What is expected: Only those lines from the one with "Query: black dashboard panel" through the last line of the material below should be output, each exactly as it appears.

Working data:
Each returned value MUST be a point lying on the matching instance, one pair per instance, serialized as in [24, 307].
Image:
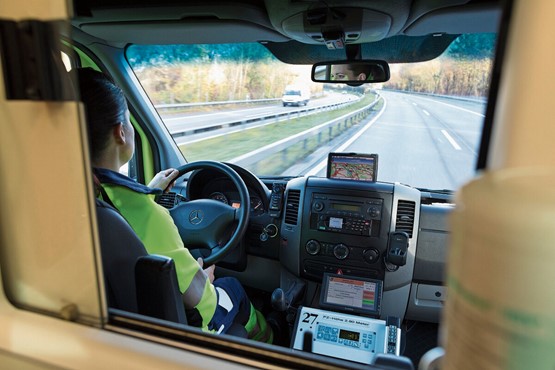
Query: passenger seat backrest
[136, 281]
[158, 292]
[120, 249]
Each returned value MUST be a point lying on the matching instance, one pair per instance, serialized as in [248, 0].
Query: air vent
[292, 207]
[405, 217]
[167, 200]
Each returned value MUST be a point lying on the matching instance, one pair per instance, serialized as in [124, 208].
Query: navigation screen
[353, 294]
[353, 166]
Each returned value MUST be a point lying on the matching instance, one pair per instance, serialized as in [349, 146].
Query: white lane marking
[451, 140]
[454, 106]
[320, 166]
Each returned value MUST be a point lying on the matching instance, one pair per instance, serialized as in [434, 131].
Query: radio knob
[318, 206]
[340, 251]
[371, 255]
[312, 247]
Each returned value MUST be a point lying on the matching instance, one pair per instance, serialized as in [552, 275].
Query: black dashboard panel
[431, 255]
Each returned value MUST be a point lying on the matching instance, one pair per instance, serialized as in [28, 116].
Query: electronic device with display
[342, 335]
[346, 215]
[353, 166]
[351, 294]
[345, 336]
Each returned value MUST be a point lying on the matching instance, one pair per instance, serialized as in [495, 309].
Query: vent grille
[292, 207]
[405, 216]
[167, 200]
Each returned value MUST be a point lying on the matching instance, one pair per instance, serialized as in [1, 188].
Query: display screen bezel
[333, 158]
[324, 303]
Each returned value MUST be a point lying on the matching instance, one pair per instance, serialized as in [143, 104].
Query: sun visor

Answer for the task:
Query: black dashboard panel
[431, 255]
Each returned value MUST be a point lying on the matching instance, one pair per instance, serialized as in [28, 116].
Query: electronic device with display
[342, 335]
[346, 215]
[353, 166]
[351, 294]
[345, 336]
Each returned value MUST be a point lying on the matching instance, one pair per instance, serialized as in [495, 309].
Query: vent grille
[292, 207]
[405, 216]
[167, 200]
Each returned value MUST be a point lying on the matching instance, one pair per instance, serialized as in [1, 188].
Query: display screen bezel
[333, 158]
[324, 303]
Each returned value MUST be a point lying on the matching instance, one pair per instance, serialized as in [143, 104].
Query: sun visor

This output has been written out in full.